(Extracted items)
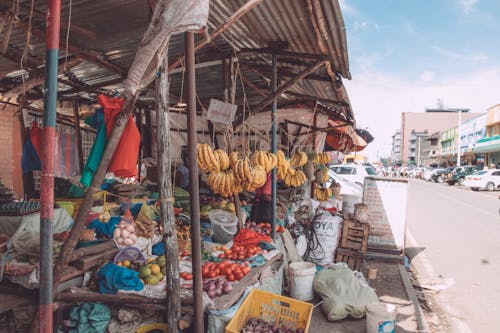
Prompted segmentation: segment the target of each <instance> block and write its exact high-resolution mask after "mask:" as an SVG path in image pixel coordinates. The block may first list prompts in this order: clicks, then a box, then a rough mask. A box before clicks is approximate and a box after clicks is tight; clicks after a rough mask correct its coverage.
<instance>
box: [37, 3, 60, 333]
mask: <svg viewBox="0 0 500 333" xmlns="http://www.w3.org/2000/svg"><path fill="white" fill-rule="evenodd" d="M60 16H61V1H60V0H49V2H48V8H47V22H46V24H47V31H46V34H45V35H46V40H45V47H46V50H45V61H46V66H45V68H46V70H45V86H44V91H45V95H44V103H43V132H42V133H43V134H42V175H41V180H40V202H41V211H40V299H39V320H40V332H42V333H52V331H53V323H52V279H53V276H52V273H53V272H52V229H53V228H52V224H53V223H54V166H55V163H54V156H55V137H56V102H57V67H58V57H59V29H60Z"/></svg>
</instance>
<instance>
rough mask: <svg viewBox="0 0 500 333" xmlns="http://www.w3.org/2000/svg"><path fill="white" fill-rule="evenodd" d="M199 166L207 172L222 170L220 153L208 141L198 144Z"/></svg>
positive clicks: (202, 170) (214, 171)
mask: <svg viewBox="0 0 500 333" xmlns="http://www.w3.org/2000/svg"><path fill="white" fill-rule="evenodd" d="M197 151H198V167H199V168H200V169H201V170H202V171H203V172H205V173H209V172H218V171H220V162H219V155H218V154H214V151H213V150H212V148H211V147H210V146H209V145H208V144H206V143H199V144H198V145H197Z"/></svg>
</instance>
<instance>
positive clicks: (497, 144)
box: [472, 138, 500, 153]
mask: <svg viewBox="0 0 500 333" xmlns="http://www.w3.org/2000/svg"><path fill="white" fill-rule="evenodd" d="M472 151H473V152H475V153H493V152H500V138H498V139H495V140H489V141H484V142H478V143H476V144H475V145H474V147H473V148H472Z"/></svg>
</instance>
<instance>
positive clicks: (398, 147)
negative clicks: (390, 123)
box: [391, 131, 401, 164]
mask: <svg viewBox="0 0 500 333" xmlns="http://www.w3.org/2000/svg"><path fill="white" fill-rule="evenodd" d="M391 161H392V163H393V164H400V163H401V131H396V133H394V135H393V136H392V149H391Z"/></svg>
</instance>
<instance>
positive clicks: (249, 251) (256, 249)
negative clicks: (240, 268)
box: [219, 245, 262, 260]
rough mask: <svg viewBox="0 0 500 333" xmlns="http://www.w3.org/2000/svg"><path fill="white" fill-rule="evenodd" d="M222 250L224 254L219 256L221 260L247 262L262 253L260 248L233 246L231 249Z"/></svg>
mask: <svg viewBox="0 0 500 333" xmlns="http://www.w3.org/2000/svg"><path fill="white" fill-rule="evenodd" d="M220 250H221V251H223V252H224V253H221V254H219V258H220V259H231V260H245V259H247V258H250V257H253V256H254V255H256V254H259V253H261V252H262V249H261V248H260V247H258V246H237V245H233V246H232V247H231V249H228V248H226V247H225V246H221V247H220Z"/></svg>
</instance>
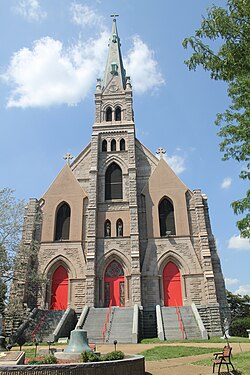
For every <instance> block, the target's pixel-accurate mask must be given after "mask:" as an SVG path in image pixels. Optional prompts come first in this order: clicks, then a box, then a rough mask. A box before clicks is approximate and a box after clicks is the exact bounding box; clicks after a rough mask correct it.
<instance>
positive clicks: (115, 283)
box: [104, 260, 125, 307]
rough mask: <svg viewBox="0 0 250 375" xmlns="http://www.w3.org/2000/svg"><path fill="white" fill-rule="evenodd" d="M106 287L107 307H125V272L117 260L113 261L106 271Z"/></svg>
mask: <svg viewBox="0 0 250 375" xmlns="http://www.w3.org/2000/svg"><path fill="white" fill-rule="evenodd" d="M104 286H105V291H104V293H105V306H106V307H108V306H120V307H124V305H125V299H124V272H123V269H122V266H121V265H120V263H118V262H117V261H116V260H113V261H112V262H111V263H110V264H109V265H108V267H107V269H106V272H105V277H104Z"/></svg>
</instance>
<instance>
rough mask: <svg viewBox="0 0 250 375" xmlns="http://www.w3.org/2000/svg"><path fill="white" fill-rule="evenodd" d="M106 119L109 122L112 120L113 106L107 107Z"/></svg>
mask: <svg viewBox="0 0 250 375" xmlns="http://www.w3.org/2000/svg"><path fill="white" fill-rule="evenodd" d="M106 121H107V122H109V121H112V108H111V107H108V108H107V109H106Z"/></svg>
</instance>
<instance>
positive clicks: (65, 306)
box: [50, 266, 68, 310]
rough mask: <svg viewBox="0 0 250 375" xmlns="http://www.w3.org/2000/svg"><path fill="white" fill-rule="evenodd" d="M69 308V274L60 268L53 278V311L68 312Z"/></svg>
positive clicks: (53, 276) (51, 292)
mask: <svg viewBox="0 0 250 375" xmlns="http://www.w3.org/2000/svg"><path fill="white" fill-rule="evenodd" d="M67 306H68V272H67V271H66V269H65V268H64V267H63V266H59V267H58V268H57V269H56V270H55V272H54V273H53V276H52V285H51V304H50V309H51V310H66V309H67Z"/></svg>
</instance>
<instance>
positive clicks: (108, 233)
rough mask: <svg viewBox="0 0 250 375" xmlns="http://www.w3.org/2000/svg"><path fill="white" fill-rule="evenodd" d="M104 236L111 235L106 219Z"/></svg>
...
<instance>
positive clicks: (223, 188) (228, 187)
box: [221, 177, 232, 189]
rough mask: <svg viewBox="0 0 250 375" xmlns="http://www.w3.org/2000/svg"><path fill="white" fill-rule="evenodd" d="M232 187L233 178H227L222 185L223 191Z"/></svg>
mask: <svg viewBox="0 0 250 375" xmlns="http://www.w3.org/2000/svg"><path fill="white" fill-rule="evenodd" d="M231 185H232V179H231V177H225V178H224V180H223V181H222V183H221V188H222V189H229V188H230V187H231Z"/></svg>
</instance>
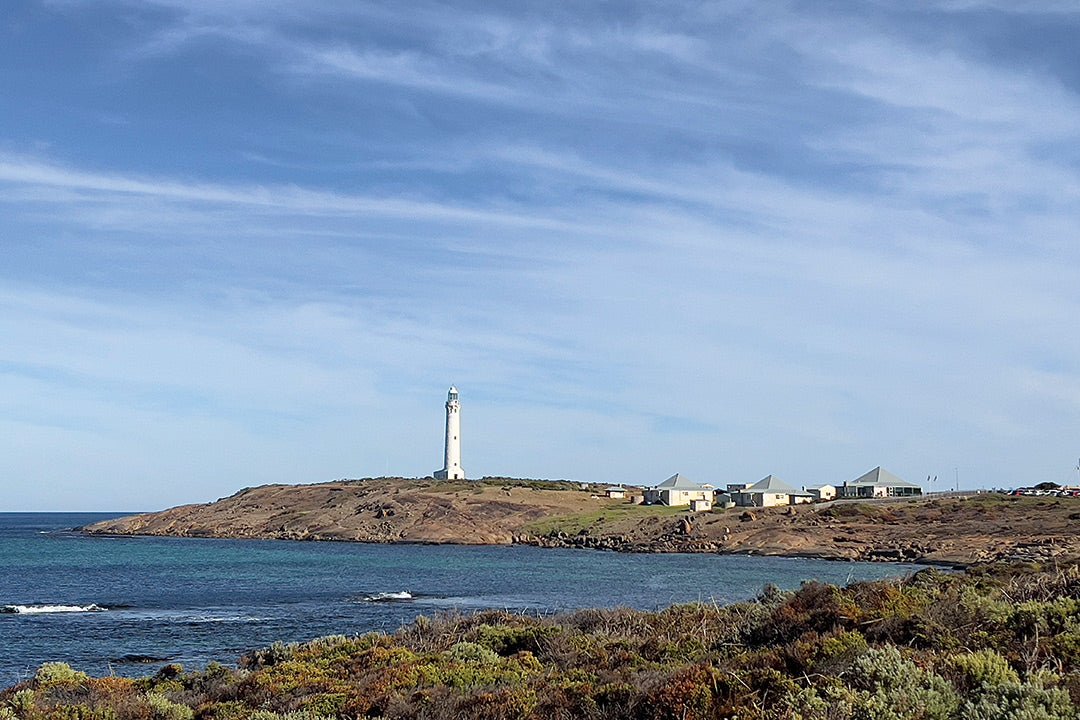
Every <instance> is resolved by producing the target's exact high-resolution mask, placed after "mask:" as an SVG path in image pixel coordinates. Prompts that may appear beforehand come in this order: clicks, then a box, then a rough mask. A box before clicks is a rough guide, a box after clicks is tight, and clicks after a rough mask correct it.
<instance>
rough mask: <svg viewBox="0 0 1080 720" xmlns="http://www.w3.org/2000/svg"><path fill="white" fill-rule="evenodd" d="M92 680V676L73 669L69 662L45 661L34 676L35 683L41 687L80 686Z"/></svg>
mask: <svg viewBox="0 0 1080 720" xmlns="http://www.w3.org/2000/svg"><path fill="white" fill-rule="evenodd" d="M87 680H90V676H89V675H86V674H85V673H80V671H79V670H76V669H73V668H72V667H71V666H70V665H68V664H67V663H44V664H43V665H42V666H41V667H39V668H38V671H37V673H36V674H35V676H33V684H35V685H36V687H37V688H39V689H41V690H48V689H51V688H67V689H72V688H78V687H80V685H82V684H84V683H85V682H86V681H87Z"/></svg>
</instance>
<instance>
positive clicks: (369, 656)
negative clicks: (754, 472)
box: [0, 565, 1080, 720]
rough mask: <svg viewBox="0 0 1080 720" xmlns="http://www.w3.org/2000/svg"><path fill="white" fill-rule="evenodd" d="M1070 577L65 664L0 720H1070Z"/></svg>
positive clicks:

**What you should do**
Locate every line of the items above that contains the string "positive", and copy each such line in full. Matching is case-sensitive.

**Exercise solution**
positive clicks: (202, 170) (214, 171)
positive clicks: (497, 144)
positive clicks: (398, 147)
positive clicks: (249, 251) (256, 249)
positive clicks: (115, 283)
positive clicks: (65, 306)
positive clicks: (53, 276) (51, 292)
positive clicks: (108, 233)
positive clicks: (223, 188) (228, 187)
positive clicks: (369, 656)
positive clicks:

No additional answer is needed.